▸ 本文:
·····

Category Archives: kdp

これは売れる。

ヘリベマルヲさんが新作『悪魔とドライヴ』を出す。Amazonでは既に予約が始まっていて、僕もポチッとした。
読みたい。
KDP、個人出版に関係している人間なら、これは興味を持たずにいられない。

あれだけのクオリティのものを多数出している作家が、「これまでに書いたものはゴミ以下だ」と公言してはばからない。
その作家が何年か振りに渾身の新作を出すというのだ。
そして、何人ものインディーズ作家に声を掛けて出版前に念入りに推敲し、たたき上げたもの。傑作との呼び声も高い。

残念ながら僕はその試み(「悪ドラ会」というらしい)に参加することは出来なかった。本名でしかFBアカウントを持っていなかったし。持っていたとしても声が掛かったかどうかは分からない。ここ半年くらい、ちょっと距離を取っていたしね。
でも、仕組みとして興味があるし、僕がやりたかったようなことにも通じている。

文法警察(命名は牛野小雪さんによる掌編)などと言っておせっかい校正をしてたことがあった。でも、どこまで踏み込んでいいのかバランスが掴めず、やっていたのは半端な誤字脱字指摘に過ぎなかった。構造の話はほとんどしなかった。気を悪くされるかもしれないとびびっていたのだ。特に、僕みたいは書きっ放しタイプからそういう話が出るのは……と。
本当はもっと深い部分を目指して相互校正の仕組みまで持っていきたいという気持ちはあったのだけど。

ヘリベさんが相互推敲まで踏み込むとは!
正直、意外だったし、凄いと思う。頭が下がる。いいものを生み出したいという真摯な思いに。

個人出版の質をアップするための仕組みを考えているけれど云々という記事を他の方のブログで目にしたこともある。

一人で頑張っているけれど、頑張り続けることにある意味限界を感じることがある。何らかの相互扶助の仕組みが、インディーズ作家同士で作れたら、それは素晴らしい。いや、ヘリベさんは一人でそれを作り、実行したんだ。
素晴らしいじゃないか!

群雛に書いたり、コンテストに出したりすると、批評やアドバイスを貰えることがある。それはそれでとってもありがたいし、一人だけで書いている時とは全く違うことになる。でもそれは、あくまでも書き終わったものに対して外の目が入るということ。

·····

▸ エントリー:
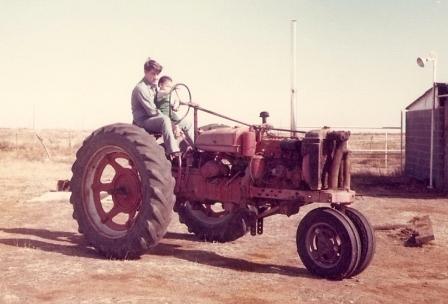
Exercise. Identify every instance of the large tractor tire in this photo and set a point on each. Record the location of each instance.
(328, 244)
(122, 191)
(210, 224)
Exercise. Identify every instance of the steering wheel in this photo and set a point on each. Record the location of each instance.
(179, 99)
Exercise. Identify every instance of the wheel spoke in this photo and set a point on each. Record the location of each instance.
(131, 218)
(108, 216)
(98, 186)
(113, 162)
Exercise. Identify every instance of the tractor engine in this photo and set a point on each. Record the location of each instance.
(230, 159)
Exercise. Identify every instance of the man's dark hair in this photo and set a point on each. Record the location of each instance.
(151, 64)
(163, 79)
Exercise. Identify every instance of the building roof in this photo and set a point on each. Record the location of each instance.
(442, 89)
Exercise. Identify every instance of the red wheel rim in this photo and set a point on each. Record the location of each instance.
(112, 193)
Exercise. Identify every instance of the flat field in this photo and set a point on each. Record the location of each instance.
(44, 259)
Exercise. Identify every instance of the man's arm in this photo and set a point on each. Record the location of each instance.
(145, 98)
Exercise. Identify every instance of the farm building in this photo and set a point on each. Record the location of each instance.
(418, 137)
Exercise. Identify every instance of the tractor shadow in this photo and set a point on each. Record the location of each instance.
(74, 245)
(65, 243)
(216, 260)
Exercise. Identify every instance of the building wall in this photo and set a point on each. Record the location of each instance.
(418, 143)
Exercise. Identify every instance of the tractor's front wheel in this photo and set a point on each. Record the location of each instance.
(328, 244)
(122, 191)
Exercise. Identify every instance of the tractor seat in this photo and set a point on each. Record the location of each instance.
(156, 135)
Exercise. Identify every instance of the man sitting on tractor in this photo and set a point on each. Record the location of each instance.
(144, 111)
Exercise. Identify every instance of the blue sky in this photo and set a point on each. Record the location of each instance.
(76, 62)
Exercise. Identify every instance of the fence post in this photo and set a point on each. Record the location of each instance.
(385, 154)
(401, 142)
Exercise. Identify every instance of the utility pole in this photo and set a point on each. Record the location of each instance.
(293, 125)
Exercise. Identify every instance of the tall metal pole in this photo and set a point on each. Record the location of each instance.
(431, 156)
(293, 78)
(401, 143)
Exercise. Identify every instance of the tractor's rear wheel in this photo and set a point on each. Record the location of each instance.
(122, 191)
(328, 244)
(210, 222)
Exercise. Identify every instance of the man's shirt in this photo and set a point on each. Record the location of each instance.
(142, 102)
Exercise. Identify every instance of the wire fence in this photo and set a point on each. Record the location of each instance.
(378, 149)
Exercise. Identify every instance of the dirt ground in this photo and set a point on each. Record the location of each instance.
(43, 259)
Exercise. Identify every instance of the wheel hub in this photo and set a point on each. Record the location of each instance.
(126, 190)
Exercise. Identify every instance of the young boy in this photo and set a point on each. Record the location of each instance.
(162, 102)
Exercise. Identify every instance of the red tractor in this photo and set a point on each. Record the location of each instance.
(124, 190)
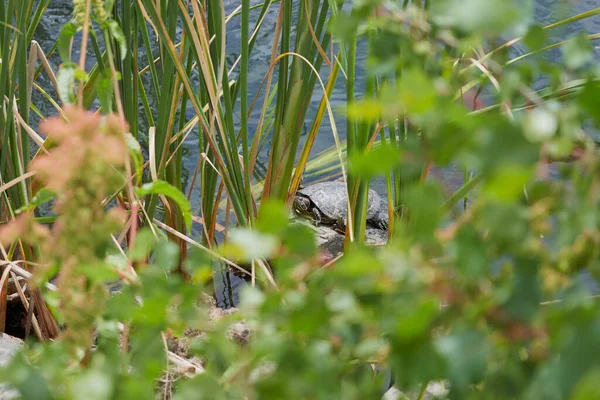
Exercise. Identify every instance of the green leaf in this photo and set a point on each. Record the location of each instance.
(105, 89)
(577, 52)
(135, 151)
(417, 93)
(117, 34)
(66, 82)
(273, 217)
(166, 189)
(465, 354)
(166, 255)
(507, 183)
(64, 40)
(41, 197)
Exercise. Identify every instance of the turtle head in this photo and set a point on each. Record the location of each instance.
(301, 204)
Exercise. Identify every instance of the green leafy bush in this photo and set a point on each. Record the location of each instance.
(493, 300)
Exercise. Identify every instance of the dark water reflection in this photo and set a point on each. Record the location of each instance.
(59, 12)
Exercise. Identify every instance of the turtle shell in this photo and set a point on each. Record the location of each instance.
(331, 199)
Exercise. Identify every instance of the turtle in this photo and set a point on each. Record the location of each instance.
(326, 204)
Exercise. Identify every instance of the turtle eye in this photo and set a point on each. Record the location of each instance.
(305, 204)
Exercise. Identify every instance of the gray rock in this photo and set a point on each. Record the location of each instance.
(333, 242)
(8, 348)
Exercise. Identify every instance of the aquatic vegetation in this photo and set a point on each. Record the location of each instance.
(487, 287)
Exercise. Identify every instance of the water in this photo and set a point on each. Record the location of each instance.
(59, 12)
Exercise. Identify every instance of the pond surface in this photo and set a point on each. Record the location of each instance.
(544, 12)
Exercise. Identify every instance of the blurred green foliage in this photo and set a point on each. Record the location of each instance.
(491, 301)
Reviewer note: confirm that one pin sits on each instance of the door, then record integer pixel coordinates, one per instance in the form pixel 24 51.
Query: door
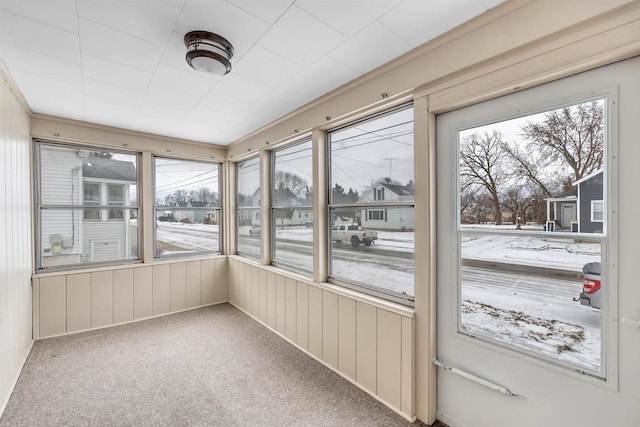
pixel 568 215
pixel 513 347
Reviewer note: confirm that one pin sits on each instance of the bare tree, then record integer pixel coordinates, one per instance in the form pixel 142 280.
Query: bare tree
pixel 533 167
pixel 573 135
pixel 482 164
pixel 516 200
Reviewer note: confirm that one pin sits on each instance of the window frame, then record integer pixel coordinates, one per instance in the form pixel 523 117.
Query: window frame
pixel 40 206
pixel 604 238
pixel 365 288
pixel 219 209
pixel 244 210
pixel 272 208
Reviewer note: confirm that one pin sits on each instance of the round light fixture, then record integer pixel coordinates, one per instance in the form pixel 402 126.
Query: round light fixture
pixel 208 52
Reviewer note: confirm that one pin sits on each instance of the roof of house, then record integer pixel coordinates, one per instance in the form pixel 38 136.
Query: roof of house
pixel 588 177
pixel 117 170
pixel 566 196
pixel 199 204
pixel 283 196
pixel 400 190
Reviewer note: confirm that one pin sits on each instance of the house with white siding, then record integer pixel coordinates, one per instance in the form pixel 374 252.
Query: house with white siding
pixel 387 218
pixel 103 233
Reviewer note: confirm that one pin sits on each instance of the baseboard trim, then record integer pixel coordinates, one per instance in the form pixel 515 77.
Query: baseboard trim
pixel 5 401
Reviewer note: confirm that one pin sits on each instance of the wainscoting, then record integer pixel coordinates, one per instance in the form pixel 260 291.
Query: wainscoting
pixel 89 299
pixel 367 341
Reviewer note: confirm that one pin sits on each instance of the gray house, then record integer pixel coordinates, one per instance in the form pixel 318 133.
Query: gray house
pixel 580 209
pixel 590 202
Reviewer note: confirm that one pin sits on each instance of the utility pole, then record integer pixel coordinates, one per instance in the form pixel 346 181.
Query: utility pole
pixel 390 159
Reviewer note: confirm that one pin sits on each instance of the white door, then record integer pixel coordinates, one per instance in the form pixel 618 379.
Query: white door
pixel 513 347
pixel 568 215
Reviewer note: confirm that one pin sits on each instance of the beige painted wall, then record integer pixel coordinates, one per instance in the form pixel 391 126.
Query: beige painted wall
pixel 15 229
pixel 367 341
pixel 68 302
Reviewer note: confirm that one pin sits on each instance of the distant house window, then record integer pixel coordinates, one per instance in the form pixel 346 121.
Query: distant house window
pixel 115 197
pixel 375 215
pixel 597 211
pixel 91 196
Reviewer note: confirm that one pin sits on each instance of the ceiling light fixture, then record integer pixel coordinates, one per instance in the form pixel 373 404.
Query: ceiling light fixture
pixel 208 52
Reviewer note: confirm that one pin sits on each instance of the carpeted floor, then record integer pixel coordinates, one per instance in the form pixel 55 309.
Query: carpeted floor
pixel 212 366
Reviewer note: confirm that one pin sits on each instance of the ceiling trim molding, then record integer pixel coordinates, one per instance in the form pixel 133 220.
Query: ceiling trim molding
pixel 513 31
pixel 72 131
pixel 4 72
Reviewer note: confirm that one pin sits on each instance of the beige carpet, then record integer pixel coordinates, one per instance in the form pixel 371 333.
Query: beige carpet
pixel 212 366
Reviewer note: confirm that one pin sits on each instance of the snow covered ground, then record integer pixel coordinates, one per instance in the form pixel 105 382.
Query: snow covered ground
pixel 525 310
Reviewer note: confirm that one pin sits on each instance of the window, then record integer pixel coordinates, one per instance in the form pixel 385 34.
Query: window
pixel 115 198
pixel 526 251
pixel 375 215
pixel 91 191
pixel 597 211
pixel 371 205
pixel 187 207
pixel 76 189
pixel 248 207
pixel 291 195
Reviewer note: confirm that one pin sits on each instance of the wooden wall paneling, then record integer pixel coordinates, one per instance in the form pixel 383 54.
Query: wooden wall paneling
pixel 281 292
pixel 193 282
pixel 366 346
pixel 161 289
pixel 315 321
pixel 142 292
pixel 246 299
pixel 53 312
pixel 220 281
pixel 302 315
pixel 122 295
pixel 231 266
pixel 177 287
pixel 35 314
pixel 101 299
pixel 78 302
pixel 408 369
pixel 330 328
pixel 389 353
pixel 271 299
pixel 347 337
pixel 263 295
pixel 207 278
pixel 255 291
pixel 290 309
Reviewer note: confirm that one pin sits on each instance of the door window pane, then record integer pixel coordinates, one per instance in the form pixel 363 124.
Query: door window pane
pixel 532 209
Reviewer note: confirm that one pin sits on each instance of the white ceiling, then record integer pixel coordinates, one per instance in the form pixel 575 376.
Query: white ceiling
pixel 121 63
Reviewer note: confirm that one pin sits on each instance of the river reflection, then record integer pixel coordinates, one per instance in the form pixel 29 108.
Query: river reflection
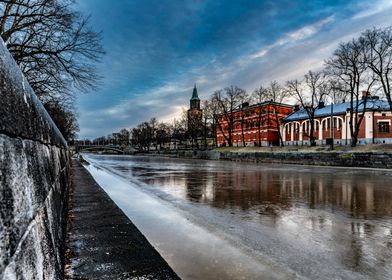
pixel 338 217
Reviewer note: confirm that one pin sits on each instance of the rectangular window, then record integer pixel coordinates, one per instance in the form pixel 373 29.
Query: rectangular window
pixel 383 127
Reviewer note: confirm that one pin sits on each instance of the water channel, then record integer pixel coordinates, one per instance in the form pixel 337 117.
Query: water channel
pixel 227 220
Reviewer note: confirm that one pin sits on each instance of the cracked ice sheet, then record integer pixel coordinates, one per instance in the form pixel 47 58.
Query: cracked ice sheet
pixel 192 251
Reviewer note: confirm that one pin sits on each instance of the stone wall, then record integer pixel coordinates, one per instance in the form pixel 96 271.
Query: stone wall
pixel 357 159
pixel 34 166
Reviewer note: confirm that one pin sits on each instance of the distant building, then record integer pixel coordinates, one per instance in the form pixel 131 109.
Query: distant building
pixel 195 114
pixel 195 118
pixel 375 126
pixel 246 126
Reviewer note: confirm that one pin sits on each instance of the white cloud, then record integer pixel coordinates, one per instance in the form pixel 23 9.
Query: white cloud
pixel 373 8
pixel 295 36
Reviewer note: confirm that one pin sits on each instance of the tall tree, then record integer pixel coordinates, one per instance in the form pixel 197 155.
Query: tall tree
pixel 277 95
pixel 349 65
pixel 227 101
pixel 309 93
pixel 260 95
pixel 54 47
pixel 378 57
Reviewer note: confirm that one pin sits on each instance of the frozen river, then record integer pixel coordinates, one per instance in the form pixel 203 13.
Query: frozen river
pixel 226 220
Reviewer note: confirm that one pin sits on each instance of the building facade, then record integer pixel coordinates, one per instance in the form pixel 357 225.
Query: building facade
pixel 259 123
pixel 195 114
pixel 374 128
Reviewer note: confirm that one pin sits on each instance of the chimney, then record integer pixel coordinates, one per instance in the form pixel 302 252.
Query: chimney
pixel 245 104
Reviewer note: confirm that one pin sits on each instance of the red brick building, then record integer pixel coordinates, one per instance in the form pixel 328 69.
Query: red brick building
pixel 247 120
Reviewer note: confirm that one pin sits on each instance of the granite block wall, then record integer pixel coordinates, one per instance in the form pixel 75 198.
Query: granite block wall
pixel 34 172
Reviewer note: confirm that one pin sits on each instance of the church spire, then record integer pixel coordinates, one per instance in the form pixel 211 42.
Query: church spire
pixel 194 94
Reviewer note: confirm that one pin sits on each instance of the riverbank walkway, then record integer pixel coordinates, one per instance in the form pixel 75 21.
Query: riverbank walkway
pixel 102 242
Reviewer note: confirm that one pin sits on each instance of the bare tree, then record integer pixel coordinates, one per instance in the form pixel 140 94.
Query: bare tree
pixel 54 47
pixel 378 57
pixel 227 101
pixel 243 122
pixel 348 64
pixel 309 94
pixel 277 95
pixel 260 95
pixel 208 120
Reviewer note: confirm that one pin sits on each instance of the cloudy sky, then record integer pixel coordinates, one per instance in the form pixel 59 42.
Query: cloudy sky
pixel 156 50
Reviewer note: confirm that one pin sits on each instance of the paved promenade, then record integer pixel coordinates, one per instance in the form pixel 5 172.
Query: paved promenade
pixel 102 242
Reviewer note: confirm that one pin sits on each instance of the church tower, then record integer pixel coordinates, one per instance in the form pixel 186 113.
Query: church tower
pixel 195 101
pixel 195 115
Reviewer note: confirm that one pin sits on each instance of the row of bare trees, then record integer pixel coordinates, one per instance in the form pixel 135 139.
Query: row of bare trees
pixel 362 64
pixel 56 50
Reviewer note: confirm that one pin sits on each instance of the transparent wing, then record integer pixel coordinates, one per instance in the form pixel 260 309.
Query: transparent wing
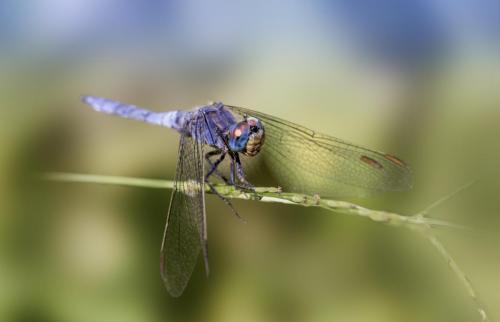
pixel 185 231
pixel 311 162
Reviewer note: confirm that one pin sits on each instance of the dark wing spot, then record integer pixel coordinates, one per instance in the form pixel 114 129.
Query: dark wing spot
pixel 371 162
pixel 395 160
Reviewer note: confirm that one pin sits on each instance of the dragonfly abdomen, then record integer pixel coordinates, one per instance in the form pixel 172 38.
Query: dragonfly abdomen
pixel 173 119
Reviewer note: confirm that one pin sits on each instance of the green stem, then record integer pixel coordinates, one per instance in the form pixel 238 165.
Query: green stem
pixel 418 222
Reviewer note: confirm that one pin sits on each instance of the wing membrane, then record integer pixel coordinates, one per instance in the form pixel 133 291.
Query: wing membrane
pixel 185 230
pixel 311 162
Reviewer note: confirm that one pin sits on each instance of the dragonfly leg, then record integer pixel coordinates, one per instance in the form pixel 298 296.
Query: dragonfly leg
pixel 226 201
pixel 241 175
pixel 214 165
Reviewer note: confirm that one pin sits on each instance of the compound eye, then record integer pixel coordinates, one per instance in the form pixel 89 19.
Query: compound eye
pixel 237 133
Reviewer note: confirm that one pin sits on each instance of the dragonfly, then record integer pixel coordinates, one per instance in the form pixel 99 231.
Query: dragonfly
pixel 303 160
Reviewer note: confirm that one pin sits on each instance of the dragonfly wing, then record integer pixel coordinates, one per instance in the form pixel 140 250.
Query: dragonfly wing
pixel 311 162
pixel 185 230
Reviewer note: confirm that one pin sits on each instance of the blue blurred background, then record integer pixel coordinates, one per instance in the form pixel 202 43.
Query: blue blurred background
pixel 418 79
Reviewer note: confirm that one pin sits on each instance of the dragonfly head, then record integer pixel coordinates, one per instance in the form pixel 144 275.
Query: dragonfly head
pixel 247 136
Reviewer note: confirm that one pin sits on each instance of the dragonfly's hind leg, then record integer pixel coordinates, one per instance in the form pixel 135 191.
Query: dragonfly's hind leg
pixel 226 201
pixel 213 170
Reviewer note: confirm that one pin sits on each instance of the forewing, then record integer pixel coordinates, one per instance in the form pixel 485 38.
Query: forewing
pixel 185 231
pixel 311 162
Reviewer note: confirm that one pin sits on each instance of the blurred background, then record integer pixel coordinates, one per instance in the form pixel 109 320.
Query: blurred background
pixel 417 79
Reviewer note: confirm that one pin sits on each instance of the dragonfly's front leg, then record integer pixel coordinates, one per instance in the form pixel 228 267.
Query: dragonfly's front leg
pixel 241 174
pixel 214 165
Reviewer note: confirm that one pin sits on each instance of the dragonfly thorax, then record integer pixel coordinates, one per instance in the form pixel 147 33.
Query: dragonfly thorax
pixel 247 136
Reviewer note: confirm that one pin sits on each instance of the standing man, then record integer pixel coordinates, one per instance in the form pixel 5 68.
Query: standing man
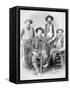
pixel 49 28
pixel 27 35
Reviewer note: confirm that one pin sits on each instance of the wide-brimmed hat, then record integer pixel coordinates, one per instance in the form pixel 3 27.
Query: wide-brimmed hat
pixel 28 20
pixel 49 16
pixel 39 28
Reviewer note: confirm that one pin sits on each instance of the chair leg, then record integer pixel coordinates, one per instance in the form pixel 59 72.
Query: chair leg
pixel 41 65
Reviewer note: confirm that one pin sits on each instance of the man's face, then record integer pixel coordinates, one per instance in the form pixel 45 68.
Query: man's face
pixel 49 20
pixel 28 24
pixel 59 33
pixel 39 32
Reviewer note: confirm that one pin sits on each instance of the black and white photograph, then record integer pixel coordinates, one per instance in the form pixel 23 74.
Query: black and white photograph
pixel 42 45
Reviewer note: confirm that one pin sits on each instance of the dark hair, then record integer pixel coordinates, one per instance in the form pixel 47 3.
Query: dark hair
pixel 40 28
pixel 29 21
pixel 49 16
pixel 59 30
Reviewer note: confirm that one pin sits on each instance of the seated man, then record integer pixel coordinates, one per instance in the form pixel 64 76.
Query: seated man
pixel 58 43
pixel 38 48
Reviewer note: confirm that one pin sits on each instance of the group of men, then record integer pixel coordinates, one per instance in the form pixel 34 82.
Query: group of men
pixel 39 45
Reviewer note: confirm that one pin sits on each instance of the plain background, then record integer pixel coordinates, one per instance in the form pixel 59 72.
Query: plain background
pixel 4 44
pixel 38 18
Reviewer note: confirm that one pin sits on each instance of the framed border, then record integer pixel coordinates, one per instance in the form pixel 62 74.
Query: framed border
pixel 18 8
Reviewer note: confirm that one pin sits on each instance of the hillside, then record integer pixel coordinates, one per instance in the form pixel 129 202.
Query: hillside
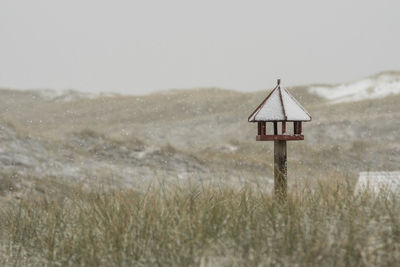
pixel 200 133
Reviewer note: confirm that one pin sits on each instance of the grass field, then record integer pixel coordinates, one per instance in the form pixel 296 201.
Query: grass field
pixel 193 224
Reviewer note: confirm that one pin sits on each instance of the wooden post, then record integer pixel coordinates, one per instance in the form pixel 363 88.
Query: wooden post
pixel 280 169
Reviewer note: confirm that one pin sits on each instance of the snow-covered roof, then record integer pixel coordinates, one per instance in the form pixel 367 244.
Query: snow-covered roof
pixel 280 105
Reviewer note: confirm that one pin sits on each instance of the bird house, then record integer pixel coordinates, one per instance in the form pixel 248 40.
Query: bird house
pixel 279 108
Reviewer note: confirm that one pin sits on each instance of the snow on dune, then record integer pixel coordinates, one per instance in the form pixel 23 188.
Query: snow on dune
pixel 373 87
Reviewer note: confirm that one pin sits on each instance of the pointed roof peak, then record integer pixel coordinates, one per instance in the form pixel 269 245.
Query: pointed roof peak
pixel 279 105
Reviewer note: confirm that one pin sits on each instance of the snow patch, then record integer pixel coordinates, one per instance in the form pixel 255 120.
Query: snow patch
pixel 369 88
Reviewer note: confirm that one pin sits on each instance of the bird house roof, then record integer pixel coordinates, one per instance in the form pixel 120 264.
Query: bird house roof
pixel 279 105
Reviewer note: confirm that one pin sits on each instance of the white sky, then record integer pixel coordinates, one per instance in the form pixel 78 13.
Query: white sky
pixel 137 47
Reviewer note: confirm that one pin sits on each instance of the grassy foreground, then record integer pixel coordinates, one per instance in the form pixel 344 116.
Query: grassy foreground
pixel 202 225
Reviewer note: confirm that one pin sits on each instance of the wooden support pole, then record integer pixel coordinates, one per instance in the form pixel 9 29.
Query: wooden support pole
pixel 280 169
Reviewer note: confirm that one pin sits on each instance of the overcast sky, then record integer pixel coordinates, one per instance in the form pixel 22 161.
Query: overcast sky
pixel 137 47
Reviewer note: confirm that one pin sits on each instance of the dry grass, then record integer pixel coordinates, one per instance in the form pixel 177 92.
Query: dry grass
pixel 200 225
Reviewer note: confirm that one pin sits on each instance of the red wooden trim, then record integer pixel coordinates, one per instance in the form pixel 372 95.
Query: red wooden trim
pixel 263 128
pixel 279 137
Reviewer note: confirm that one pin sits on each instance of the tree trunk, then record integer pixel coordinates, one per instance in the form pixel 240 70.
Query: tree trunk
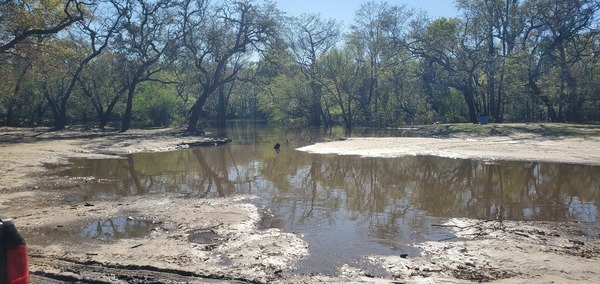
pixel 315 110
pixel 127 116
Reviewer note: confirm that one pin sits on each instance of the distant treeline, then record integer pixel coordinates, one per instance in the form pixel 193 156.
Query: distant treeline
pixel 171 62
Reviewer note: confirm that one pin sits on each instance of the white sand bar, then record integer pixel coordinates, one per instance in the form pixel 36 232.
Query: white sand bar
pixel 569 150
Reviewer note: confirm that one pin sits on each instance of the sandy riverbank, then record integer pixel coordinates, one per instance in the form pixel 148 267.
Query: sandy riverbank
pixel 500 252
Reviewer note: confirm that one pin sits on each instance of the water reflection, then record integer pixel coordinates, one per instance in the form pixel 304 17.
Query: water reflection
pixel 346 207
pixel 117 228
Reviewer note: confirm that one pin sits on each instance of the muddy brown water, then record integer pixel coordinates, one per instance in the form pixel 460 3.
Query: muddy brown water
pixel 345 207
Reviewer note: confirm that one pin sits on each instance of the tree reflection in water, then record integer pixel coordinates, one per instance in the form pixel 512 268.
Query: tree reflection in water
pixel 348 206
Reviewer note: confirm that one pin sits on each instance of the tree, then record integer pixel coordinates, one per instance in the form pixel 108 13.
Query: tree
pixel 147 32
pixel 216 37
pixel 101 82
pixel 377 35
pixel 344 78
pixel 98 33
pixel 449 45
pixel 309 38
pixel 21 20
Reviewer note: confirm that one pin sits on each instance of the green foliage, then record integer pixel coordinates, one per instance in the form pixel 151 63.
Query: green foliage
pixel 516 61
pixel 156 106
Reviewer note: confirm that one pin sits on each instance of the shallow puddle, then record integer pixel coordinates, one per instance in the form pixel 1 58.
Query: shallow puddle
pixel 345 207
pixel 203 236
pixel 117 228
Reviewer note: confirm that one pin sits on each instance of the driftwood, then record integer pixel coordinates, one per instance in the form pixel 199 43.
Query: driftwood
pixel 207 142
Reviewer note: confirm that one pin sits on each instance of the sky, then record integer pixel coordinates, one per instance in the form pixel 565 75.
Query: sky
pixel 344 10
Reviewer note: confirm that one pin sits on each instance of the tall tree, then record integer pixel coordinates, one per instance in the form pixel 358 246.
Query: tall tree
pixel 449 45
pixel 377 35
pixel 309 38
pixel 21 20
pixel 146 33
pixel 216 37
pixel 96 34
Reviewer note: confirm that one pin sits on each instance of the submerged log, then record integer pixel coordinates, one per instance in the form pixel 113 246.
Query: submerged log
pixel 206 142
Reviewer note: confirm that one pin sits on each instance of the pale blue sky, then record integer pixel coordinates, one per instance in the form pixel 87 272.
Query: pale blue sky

·····

▸ 作成課題:
個人出版についての本文から、「でも、仕組みとして興味があるし、僕がやりたかったようなことにも通じている。」から「して外の目が入るということ。」に至るまでのすべてを一字も変えずに書き写すこと。

▸ 解答例:
でも、仕組みとして興味があるし、僕がやりたかったようなことにも通じている。

文法警察(命名は牛野小雪さんによる掌編)などと言っておせっかい校正をしてたことがあった。でも、どこまで踏み込んでいいのかバランスが掴めず、やっていたのは半端な誤字脱字指摘に過ぎなかった。構造の話はほとんどしなかった。気を悪くされるかもしれないとびびっていたのだ。特に、僕みたいは書きっ放しタイプからそういう話が出るのは……と。
本当はもっと深い部分を目指して相互校正の仕組みまで持っていきたいという気持ちはあったのだけど。

ヘリベさんが相互推敲まで踏み込むとは!
正直、意外だったし、凄いと思う。頭が下がる。いいものを生み出したいという真摯な思いに。

個人出版の質をアップするための仕組みを考えているけれど云々という記事を他の方のブログで目にしたこともある。

一人で頑張っているけれど、頑張り続けることにある意味限界を感じることがある。何らかの相互扶助の仕組みが、インディーズ作家同士で作れたら、それは素晴らしい。いや、ヘリベさんは一人でそれを作り、実行したんだ。
素晴らしいじゃないか!

群雛に書いたり、コンテストに出したりすると、批評やアドバイスを貰えることがある。それはそれでとってもありがたいし、一人だけで書いている時とは全く違うことになる。でもそれは、あくまでも書き終わったものに対して外の目が入るということ。